Apple’s largest iPhone assembler, Foxconn, has received approval from the Chinese government to restart production at a key plant in China after being forced to shut it following the coronavirus outbreak. Currently, only 10% of the factory’s workforce has managed to return so far, a source told Reuters.
Taiwan’s Foxconn, the world’s largest contract electronics maker, got the green light to restart production in the eastern central Chinese city of Zhengzhou, said the person with direct knowledge of the matter. The company, however, has not yet been allowed to restart production in Shenzhen, a southern manufacturing hub, the source said.
The two factories together make up the bulk of Foxconn’s assembly lines for Apple’s (AAPL.O) iPhones, and the delays are likely to impact global shipments.
Market research firm Trendforce on Monday cut its March-quarter forecast for iPhone production by about 10% to 41 million handsets.
MacDailyNews Take: Obviously, the potential exists for Apple’s stock to get hammered while these Foxconn and other plant restarts drag on in China. Hopefully, for the lives impacted and all of the less important ancillaries like commerce and the economy, we can get a handle on this outbreak sooner than later. 10% of the workforce is better than none!
China is disaster zone unlike anything seen in recent history. HUGE swaths of the country are in complete lockdown, basic infrastructure operations are at risk. Imagine if Chicago, New York, Denver and LA shut down for A MONTH. Who will operate the power, water and sewage treatment plants? Who will drive the trucks to deliver food to MILLIONS of people? Who will run the ports to accept shipments of raw materials from around the world? They are in mandatory lockdown. China is at a near standstill. If police catch you with a fever, they will forcefully take you to an overcrowded, understaffed, undersupplied “hospital”; at gunpoint, if necessary. Foxconn and any other factory making non-essential items is the least of their worries.
This is the risk you face when you export US jobs abroad. President Trump wanted Apple to move manufactuuring back to USA. Tim Cook should have listened.
Lives are at stake and yet people are worried that they might not get their new iPhones or some other Apple product on time. It seems a bit selfish. Apple isn’t going to go out of business that easily. Sure, the stock price will drop, but that’s about it. Are the employees who aren’t going to work at Apple getting paid? If the virus was where I lived, I certainly wouldn’t be going outside if I didn’t have to. No point in getting infected just to work on a production line. If I get sick, I could die and I don’t willingly want to take that risk so I don’t expect those people in China to take that same risk.

• [Dataset extract]:
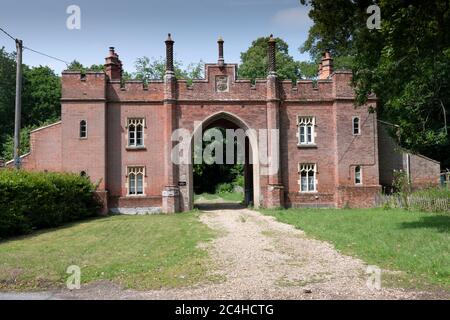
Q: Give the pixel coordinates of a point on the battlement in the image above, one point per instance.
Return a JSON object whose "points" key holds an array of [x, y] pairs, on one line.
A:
{"points": [[221, 83], [87, 86], [135, 90]]}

• [What you will do]:
1. Copy the Foxconn article from "China is disaster" to "should have listened.", swapping "Chicago" for "Seattle".
2. Answer these questions from the Foxconn article.
(a) In which city did Foxconn get approval to restart production?
(b) What did Trendforce do to its March-quarter forecast for iPhone production?
(c) What share of the factory's workforce has returned so far?

• [Exercise solutions]:
1.
China is disaster zone unlike anything seen in recent history. HUGE swaths of the country are in complete lockdown, basic infrastructure operations are at risk. Imagine if Seattle, New York, Denver and LA shut down for A MONTH. Who will operate the power, water and sewage treatment plants? Who will drive the trucks to deliver food to MILLIONS of people? Who will run the ports to accept shipments of raw materials from around the world? They are in mandatory lockdown. China is at a near standstill. If police catch you with a fever, they will forcefully take you to an overcrowded, understaffed, undersupplied “hospital”; at gunpoint, if necessary. Foxconn and any other factory making non-essential items is the least of their worries.
This is the risk you face when you export US jobs abroad. President Trump wanted Apple to move manufactuuring back to USA. Tim Cook should have listened.

2.
(a) Zhengzhou.
(b) It cut the forecast by about 10%, to 41 million handsets.
(c) Only 10%.